▶ [Required task]: Please rewrite the entries from the start through the line that contains "258,232 -> 323,285", changing "garden area" to "yard" and leaving everything else the same. Leave the pictures out of your answer.

▶ [Extracted material]:
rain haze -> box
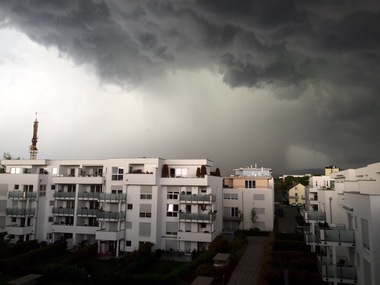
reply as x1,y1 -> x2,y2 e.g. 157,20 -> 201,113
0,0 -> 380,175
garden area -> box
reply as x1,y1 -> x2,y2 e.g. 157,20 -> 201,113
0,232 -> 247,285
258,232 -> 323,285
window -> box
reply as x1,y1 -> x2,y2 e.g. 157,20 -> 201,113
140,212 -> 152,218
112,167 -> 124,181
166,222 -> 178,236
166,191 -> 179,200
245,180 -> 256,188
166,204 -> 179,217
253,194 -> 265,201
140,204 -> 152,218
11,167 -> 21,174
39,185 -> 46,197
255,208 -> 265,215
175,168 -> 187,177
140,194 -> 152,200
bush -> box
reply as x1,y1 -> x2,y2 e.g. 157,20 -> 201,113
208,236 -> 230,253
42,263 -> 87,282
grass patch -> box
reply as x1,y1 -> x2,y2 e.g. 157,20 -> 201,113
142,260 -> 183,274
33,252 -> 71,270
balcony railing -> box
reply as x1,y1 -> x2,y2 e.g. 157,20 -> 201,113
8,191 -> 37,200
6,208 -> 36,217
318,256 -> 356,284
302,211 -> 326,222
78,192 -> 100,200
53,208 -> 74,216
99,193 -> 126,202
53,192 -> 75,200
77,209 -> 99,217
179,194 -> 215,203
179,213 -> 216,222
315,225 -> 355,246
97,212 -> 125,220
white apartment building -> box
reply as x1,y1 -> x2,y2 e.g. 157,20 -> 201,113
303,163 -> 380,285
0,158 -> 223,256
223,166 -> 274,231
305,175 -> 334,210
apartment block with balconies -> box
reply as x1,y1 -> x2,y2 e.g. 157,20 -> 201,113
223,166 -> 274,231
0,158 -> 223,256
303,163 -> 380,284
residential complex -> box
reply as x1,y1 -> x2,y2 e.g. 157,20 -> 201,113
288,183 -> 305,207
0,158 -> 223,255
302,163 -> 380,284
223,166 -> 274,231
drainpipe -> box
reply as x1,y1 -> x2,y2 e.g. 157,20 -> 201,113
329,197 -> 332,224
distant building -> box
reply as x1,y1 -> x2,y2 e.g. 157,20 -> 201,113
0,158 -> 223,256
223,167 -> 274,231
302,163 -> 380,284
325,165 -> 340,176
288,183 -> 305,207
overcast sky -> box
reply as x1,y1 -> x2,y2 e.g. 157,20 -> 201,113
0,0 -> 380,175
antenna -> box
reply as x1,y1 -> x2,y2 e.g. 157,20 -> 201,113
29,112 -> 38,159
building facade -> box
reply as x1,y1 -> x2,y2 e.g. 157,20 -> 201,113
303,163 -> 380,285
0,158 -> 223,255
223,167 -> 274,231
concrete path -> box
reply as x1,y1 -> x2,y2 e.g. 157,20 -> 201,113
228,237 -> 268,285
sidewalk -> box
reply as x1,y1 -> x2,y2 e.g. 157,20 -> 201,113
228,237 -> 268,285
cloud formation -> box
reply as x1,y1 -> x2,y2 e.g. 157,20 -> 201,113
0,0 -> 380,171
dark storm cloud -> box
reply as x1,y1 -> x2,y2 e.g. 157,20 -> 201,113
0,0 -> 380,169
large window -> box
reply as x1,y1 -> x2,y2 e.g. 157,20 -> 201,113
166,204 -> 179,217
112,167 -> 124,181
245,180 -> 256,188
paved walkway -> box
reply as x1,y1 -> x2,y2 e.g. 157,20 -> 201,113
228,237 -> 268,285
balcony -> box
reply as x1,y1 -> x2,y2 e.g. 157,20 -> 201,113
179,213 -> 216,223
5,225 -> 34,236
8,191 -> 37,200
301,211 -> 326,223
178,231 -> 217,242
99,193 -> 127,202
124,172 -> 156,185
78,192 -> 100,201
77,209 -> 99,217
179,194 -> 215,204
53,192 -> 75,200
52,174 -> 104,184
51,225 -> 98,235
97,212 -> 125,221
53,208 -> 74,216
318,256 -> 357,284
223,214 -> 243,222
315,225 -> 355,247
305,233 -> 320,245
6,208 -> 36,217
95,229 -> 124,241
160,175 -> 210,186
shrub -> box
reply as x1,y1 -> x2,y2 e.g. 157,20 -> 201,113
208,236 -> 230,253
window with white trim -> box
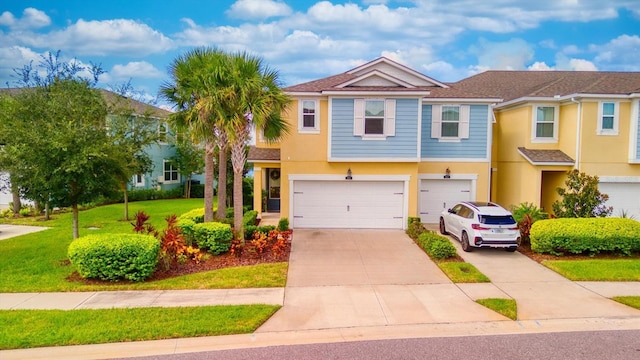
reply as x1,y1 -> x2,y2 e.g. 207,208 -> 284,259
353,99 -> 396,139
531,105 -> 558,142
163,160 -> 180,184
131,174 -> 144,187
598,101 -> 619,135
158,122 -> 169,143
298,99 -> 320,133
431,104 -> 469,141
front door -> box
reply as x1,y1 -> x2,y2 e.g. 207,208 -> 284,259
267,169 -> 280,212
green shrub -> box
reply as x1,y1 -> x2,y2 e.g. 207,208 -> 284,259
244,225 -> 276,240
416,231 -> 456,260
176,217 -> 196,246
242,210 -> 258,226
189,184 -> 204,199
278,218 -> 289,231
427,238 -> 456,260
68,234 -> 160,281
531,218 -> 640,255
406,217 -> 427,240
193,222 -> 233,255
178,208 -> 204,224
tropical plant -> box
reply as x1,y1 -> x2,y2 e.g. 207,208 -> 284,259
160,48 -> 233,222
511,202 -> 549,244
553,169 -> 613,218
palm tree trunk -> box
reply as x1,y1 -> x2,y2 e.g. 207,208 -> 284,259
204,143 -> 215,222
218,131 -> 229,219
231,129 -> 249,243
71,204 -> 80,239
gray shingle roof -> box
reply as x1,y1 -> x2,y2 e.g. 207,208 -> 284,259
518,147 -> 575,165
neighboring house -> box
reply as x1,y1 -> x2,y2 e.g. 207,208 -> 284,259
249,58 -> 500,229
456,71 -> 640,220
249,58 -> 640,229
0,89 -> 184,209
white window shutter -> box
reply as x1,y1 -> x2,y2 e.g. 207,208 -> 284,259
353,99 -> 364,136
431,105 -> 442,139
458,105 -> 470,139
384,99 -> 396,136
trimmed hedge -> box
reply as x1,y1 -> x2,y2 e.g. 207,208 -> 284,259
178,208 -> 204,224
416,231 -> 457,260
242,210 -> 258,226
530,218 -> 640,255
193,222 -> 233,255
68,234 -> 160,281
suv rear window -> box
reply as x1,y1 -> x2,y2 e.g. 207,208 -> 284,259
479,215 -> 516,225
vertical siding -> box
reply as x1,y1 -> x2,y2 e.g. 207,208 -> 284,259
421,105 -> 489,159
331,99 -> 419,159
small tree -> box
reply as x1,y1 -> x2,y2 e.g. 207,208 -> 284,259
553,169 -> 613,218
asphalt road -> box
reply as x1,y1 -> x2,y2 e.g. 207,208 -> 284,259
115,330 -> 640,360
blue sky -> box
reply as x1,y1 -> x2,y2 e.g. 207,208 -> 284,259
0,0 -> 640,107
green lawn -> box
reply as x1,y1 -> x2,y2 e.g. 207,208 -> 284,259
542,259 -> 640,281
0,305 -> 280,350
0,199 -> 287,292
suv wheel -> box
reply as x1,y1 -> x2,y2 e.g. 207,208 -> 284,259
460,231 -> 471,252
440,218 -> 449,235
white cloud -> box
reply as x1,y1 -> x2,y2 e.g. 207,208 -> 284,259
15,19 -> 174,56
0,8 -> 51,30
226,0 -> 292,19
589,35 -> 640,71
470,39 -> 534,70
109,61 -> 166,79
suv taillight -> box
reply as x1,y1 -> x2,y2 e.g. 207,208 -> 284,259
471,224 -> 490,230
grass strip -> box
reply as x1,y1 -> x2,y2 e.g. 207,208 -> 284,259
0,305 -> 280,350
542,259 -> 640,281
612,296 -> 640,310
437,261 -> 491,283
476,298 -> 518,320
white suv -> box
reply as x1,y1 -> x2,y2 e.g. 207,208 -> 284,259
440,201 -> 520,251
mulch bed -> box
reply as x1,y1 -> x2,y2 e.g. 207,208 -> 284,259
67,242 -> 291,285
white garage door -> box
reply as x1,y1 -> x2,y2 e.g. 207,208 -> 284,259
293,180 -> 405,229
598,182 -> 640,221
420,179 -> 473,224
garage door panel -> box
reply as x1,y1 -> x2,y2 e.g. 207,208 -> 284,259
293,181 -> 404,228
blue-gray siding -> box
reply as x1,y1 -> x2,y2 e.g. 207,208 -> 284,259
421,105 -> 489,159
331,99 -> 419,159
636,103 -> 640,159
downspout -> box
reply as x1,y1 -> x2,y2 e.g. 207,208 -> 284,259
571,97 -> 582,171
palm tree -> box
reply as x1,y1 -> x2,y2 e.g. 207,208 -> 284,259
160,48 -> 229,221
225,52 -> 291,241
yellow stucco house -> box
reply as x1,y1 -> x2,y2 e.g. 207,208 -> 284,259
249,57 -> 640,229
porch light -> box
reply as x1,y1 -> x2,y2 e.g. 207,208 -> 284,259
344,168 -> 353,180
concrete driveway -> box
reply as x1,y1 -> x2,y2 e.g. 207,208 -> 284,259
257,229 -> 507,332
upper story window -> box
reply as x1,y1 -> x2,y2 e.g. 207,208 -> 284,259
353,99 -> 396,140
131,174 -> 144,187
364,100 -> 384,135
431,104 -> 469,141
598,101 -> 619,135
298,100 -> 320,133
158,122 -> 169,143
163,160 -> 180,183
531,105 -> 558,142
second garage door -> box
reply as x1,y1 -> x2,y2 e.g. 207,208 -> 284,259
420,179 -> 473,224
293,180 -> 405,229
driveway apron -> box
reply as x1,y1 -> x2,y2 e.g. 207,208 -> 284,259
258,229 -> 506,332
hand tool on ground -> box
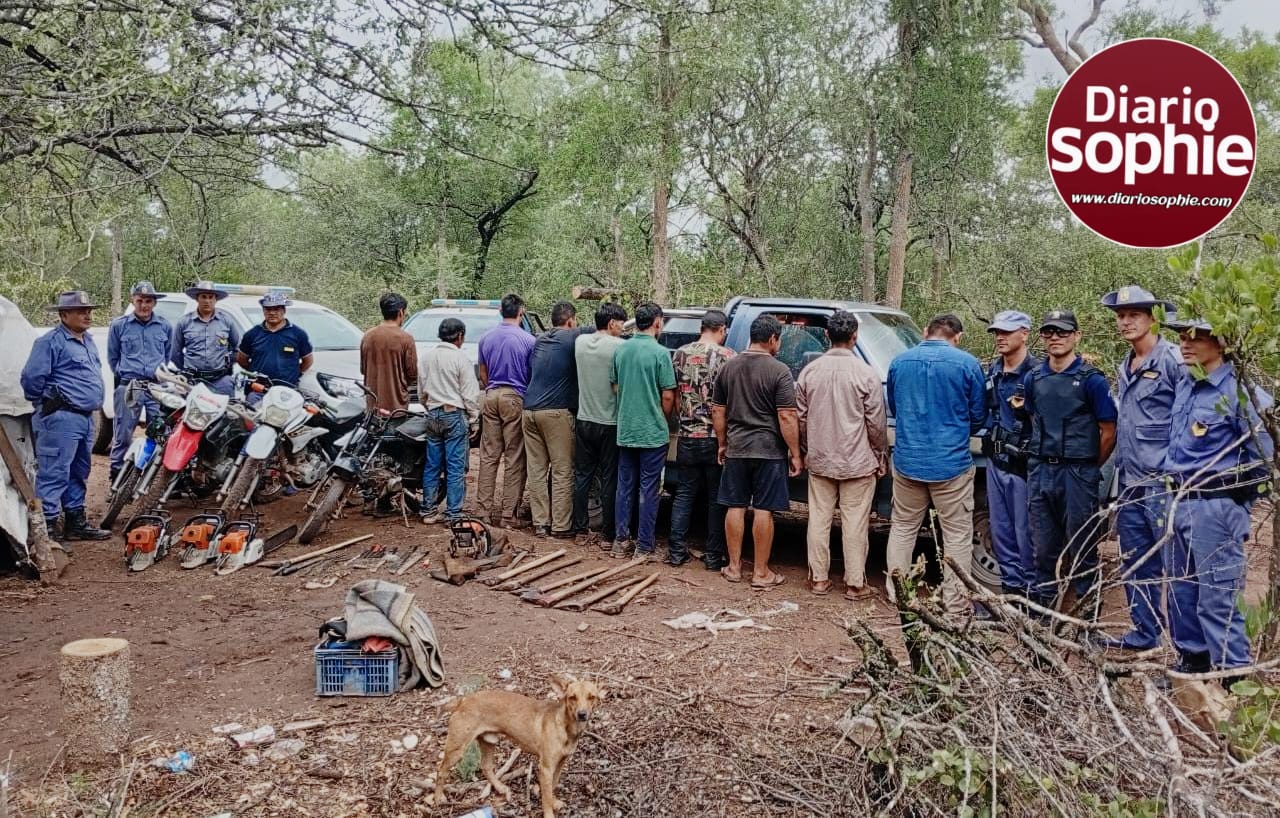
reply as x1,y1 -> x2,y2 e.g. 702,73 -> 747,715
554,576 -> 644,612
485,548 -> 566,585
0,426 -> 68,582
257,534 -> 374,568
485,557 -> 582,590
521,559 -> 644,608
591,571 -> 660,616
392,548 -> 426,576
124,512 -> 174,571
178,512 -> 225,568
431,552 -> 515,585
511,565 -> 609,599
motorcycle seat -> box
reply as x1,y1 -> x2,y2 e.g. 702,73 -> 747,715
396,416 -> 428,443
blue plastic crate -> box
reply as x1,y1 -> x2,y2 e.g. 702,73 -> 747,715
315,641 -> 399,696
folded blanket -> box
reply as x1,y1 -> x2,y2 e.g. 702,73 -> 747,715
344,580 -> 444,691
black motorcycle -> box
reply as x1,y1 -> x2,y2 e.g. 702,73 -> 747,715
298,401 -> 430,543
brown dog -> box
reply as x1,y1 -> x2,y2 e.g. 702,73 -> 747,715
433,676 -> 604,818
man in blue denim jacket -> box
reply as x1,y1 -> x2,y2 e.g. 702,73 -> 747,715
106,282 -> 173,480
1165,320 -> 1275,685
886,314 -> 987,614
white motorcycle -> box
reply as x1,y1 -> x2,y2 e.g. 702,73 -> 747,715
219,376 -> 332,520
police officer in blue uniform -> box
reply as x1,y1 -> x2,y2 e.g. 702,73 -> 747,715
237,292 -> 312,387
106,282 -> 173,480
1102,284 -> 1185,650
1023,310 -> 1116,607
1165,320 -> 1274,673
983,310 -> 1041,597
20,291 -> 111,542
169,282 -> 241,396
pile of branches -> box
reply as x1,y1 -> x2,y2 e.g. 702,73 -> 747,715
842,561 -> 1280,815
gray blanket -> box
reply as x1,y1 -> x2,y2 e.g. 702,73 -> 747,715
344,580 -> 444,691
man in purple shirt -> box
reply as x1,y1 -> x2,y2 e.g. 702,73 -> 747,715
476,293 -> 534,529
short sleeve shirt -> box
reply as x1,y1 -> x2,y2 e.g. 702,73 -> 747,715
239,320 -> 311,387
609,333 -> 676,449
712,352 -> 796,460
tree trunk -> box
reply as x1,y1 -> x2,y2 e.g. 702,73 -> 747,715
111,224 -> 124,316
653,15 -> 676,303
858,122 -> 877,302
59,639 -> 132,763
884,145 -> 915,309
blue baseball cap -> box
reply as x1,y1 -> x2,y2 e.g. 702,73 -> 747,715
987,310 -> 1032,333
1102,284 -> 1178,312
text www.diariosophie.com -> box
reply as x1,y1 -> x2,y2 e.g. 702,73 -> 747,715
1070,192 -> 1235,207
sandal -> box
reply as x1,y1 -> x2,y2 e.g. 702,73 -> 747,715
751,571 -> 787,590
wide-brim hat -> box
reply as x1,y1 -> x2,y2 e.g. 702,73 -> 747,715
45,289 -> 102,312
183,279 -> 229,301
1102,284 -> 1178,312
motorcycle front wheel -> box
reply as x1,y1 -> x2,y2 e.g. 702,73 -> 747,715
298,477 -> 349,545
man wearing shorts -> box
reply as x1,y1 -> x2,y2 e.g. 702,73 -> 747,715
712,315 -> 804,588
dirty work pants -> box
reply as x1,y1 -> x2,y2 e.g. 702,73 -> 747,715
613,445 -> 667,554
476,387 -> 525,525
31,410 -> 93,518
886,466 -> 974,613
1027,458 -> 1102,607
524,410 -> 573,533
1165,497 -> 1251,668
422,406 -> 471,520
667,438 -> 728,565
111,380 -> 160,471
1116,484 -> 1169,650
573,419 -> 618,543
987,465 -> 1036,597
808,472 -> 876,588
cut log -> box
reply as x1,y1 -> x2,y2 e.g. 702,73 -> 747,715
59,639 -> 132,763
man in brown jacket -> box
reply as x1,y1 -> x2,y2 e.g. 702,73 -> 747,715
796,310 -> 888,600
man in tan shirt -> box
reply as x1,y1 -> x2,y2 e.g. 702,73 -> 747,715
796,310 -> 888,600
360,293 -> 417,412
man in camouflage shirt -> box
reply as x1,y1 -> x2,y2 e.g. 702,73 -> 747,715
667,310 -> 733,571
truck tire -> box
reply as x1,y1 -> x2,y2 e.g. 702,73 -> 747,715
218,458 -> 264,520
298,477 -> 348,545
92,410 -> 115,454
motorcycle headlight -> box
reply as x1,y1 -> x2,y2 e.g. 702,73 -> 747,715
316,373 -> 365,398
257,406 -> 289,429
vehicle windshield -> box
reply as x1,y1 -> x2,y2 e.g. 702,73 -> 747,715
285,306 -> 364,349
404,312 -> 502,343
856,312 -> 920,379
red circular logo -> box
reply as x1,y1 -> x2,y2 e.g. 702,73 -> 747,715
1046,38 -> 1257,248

▶ [Worked solution]:
rain haze -> box
reply as x1,y1 -> x2,y2 e.g. 157,20 -> 201,113
0,0 -> 380,175
yard -> box
reply as x1,y1 -> x2,y2 e.g. 157,20 -> 201,113
0,232 -> 247,285
258,232 -> 323,285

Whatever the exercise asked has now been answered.